Records excerpted from a collection
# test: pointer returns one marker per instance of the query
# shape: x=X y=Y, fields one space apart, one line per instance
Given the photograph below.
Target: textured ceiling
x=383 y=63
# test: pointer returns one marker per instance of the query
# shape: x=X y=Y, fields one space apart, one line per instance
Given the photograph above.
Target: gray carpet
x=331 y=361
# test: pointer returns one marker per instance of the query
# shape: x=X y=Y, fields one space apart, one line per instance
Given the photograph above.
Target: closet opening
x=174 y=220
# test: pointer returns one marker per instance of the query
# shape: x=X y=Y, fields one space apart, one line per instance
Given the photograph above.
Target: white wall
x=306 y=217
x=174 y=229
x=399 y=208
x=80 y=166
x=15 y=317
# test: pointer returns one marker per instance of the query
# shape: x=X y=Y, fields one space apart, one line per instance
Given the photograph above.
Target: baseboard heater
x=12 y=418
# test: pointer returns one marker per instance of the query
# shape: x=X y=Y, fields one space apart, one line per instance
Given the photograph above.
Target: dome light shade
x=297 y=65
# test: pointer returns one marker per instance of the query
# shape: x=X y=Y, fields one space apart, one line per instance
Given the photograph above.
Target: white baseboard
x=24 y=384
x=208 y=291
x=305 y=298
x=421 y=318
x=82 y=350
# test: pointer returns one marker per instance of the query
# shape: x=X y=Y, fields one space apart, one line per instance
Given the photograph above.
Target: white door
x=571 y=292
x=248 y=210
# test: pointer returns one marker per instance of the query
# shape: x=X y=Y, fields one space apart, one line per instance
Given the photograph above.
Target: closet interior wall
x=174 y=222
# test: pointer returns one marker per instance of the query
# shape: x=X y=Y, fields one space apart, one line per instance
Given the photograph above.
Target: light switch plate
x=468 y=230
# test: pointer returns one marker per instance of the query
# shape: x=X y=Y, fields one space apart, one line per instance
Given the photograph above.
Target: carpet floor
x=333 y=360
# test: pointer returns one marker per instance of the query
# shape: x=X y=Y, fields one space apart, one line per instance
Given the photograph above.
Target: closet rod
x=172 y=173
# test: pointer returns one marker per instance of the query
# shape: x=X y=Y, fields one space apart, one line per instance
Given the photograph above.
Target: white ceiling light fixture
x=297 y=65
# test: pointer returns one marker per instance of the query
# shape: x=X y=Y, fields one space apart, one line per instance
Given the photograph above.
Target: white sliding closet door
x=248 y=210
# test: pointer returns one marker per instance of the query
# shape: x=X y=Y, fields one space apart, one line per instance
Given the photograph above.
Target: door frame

EXERCISE BRIEF
Restate every record verbatim.

EXERCISE RESULT
# test: pointer returns one marker per instance of the query
# shape: x=X y=Y, fields one space apart, one line per instance
Given the photograph below.
Target: textured ceiling
x=383 y=63
# test: pointer returns one marker per instance of the query
# shape: x=X y=Y, fields one space apart, one line per instance
Given the photograph above.
Target: gray carpet
x=331 y=361
# test: pointer returns one marker per instance of the query
# shape: x=X y=Y, fields one space apart, one line per instance
Given the photograph above.
Target: closet opening
x=174 y=220
# test: pointer returns one marker per instance of the query
# shape: x=X y=Y, fields one space apart, one line per instance
Given the photograph above.
Target: white wall
x=306 y=217
x=174 y=229
x=399 y=208
x=80 y=166
x=15 y=317
# test: pointer returns one marker per instance of the query
# shape: x=X y=Y, fields one space apart, one line per instance
Given the photograph above.
Target: baseboard heater
x=12 y=418
# test: pointer returns one marker per instance of the query
# shape: x=X y=Y, fields one space apart, one line per instance
Given the photograph above.
Target: dome light shade
x=297 y=65
# test: pointer returns one marker per instance of the query
# shape: x=X y=Y, fields one space apart, one line per instance
Given the photograph above.
Target: white baseboard
x=24 y=384
x=208 y=291
x=305 y=298
x=421 y=318
x=82 y=350
# test: pointer returns one marker per instance of the query
# shape: x=X y=Y, fields one space apart, one line per instance
Given the photograph above.
Target: white door
x=571 y=292
x=248 y=210
# test: pointer returns one marker per instance of the query
# shape: x=X y=Y, fields one space apart, one line per instance
Given the photograph above.
Target: closet interior wall
x=174 y=222
# test: pointer returns one marker per instance of the query
# shape: x=X y=Y, fields one space apart, one line per instance
Given the photograph above.
Target: light switch plate
x=468 y=230
# test: pointer returns one marker per instance of the query
# shape: x=X y=Y, fields one space apart, one line per instance
Given the photograph above.
Target: carpet floor
x=333 y=360
# test: pointer returns one marker per instance of the query
# shape: x=X y=Y, fields one space apart, one line per instance
Given the photograph above.
Target: closet rod
x=172 y=173
# test: pointer returns one marker per instance of the query
# shape: x=X y=Y, fields one space apart, one line per instance
Given the photograph above.
Target: white ceiling light fixture
x=297 y=65
# test: pointer returns one marker per instance of the query
# shape: x=X y=Y, fields one space apart, one line per instance
Given the photograph above.
Target: white sliding closet door
x=248 y=210
# test: pointer returns one marker per instance of the query
# shape: x=X y=Y, fields one space apart, one line per instance
Given the photograph above.
Target: door frame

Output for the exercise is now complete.